### Passage provided:
*** Begin section ***

PHIL 368A: Explanation in Neuroscience

2 unit option for Philosophy PhD students beyond the second year. May be repeated for credit.
Last offered: Winter 2025 | Units: 2-4 | Repeatable 3 times (up to 12 units total)

PHIL 369D: Parsimony

Graduate seminar. The 2-unit option is only allowed for Philosophy PhD students who are beyond the second year. This course will examine the interpretations and applications of the principle of parsimony (aka "Ockham's Razor") in science and in philosophy.
Last offered: Winter 2025 | Units: 2-4

PHIL 369E: Philosophy of Evolutionary Theory

Graduate seminar. Fitness, natural selection, and common ancestry are well-known and central topics in Darwin's theory of evolution and in the twentieth- and twenty-first-century theories that grew out of it, but many other important topics are addressed in evolutionary biology that raise interesting philosophical questions. In this seminar, we will also discuss altruism, intragenomic conflict, drift, the randomness of mutation, gradualism, taxonomy, race, phylogenetic inference, and optimality models. These biological topics will be brought into contact with numerous philosophical ideas - operationalism, reductionism, conventionalism, null hypotheses and default reasoning, instrumentalism versus realism, likelihoods versus probabilities, model selection, essentialism, falsifiability, parsimony, the principle of the common cause, comparisons of causal power, indeterminism, sensitivity to initial conditions, and the knowability of the past. The seminar will be built around my recently completed book, The Philosophy of Evolutionary Theory, which Cambridge University Press will publish in March 2024, along with other readings. The 2 unit option is only allowed for Philosophy PhD students who are beyond the second year.

*** End section ***

### Problem:
Please repeat, word for word, the stretch of the course listings that begins at the words "Last offered: Winter 2025 | Units: 2-4 |" and stops after "and in philosophy.".

Point localization data
*** Begin section ***

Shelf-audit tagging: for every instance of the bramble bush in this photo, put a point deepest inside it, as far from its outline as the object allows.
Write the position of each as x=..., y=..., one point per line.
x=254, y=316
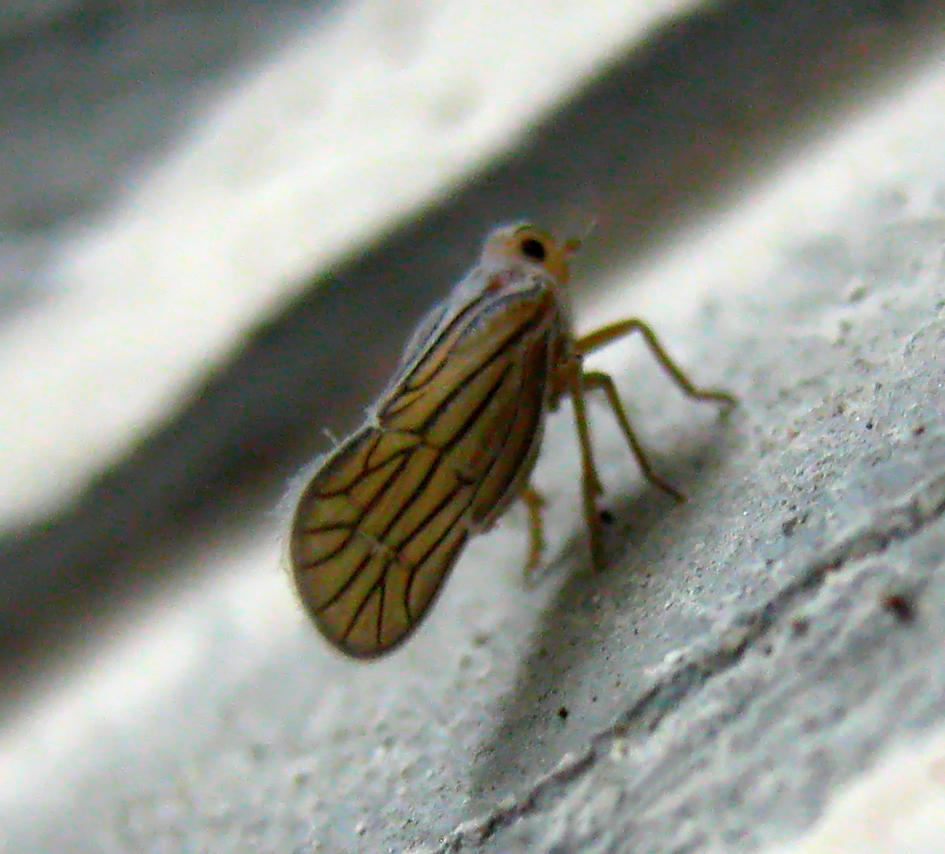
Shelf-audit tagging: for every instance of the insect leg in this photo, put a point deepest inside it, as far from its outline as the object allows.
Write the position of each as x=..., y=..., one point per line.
x=534, y=502
x=598, y=379
x=590, y=480
x=606, y=334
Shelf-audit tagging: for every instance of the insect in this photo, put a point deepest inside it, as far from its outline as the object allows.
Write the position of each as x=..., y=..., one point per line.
x=452, y=441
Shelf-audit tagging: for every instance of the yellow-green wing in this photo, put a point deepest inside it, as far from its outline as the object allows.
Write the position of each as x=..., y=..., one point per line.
x=384, y=520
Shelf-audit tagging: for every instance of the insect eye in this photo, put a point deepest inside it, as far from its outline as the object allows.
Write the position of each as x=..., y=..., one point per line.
x=534, y=249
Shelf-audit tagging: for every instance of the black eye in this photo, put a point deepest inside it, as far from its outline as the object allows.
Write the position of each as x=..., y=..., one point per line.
x=534, y=249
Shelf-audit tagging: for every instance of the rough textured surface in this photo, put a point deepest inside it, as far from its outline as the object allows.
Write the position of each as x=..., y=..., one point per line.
x=743, y=656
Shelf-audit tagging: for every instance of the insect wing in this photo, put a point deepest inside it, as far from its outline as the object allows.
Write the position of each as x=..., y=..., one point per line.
x=383, y=521
x=365, y=590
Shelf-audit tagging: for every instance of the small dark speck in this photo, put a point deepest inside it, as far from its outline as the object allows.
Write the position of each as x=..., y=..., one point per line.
x=789, y=525
x=900, y=606
x=800, y=625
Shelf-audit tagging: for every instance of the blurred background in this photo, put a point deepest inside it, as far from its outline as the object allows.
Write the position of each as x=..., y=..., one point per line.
x=220, y=221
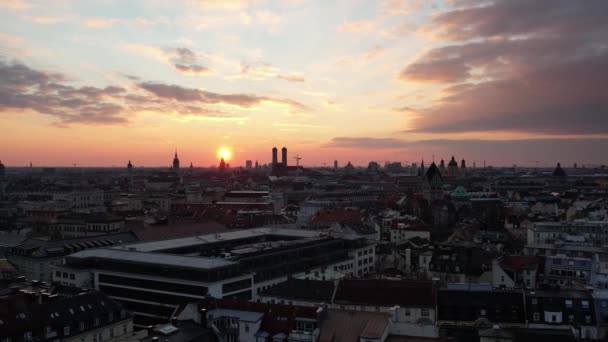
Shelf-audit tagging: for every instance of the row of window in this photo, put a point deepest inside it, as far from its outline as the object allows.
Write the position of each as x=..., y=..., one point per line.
x=569, y=303
x=554, y=318
x=65, y=275
x=365, y=252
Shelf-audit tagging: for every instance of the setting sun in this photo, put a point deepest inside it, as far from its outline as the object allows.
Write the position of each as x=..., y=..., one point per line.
x=224, y=153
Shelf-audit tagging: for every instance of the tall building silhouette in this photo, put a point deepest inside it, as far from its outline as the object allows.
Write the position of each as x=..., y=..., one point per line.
x=284, y=156
x=175, y=162
x=274, y=157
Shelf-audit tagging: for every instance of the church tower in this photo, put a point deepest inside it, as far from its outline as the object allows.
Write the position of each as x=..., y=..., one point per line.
x=433, y=184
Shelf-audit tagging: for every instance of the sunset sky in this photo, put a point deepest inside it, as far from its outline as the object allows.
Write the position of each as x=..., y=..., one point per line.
x=101, y=82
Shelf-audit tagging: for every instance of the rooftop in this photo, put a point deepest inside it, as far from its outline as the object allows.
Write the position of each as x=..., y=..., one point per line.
x=154, y=246
x=302, y=289
x=177, y=261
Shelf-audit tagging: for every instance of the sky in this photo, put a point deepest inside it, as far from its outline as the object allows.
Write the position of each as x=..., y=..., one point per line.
x=101, y=82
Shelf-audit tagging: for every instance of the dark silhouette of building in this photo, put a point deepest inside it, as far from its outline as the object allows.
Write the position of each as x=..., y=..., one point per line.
x=175, y=162
x=274, y=157
x=284, y=156
x=558, y=171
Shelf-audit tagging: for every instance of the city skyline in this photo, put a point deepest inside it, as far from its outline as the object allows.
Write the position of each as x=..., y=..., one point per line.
x=100, y=83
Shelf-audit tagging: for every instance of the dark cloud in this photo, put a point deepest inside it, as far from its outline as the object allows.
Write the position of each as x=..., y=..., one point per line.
x=528, y=66
x=186, y=61
x=23, y=88
x=192, y=69
x=498, y=152
x=366, y=142
x=26, y=89
x=508, y=18
x=179, y=93
x=292, y=78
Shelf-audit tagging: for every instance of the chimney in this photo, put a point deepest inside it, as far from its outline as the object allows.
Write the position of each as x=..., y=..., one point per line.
x=204, y=317
x=274, y=157
x=284, y=156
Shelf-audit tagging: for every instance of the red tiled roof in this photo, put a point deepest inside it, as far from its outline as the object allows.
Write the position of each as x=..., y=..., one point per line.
x=175, y=230
x=374, y=329
x=411, y=224
x=338, y=216
x=520, y=262
x=383, y=292
x=272, y=312
x=349, y=326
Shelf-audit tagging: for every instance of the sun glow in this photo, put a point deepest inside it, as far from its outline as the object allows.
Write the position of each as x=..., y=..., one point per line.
x=225, y=153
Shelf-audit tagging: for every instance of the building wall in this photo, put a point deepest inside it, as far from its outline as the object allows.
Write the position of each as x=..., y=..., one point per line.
x=108, y=333
x=400, y=235
x=34, y=268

*** End section ***

### Exercise result:
Last offered: Winter 2025 | Units: 2-4 | Repeatable 3 times (up to 12 units total)

PHIL 369D: Parsimony

Graduate seminar. The 2-unit option is only allowed for Philosophy PhD students who are beyond the second year. This course will examine the interpretations and applications of the principle of parsimony (aka "Ockham's Razor") in science and in philosophy.